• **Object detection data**
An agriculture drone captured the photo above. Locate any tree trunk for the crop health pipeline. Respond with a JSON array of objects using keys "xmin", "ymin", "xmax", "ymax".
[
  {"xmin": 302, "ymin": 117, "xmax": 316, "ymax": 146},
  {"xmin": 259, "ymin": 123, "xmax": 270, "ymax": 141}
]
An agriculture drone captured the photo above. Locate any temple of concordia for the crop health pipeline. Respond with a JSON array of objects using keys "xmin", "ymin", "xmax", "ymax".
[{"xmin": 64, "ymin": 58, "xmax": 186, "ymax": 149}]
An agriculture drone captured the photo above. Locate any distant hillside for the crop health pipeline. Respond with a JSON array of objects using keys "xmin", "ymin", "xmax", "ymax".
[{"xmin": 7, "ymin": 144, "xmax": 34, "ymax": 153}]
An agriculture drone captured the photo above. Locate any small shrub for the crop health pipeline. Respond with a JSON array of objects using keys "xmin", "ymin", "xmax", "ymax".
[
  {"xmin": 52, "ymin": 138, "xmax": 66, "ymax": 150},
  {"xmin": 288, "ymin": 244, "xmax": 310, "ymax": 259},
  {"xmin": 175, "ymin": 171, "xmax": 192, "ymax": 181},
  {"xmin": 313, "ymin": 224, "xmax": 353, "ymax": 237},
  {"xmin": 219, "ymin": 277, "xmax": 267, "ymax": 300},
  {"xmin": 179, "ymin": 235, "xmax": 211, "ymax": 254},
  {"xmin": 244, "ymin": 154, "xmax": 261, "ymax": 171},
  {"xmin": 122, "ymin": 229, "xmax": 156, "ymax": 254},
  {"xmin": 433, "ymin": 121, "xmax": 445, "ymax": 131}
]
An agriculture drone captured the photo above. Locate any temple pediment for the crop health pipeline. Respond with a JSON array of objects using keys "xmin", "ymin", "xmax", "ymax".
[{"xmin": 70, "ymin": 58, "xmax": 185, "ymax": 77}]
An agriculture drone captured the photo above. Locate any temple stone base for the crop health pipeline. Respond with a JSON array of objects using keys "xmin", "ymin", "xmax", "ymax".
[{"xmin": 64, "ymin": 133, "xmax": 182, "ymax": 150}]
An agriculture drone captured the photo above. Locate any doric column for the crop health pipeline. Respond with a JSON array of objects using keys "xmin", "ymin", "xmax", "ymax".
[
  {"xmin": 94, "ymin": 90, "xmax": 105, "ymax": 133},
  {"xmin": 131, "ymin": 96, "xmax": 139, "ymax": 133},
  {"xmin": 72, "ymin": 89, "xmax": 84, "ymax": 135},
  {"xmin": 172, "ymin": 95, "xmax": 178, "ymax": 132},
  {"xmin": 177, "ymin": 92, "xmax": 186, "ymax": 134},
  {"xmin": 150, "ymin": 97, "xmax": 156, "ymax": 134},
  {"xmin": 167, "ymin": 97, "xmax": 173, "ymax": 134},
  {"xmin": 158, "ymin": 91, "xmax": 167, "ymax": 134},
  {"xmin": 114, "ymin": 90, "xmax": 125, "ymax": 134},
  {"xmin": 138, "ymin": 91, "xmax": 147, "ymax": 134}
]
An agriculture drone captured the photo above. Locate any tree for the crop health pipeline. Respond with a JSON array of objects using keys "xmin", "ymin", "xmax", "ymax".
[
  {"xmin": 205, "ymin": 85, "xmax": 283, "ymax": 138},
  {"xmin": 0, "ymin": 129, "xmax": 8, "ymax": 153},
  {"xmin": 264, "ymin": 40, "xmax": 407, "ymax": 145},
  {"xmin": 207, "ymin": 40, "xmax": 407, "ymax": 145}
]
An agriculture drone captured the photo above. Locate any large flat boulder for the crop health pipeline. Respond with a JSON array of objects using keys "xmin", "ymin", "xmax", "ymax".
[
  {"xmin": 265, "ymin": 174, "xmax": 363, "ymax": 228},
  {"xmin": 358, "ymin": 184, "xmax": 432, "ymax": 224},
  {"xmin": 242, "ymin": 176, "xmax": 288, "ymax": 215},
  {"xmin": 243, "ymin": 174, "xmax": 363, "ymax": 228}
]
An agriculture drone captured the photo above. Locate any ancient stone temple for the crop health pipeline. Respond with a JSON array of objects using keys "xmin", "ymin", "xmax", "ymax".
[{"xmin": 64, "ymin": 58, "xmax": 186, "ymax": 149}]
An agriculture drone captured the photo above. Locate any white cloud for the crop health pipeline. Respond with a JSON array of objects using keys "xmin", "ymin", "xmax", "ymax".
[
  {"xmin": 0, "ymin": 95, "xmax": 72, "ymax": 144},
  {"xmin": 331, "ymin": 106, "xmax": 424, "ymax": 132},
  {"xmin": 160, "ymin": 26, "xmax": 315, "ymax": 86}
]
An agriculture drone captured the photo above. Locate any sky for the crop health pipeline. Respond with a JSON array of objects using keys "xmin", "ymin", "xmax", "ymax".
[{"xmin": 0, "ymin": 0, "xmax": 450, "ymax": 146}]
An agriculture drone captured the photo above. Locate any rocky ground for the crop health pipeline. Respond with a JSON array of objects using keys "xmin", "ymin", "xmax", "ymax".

• **What is being asked**
Pick out each line of the material that contains the word "stone", and copy those lines.

• **Written solution**
An agriculture drone captured the photo above. Locate any temple stone base for the crop health pipeline. Respond with a JSON array of objects using keys "xmin", "ymin", "xmax", "ymax".
An agriculture drone captured the photo above. Locate any ancient stone temple for the crop health pipeline. Respond with a JSON array of objects using keys "xmin", "ymin", "xmax", "ymax".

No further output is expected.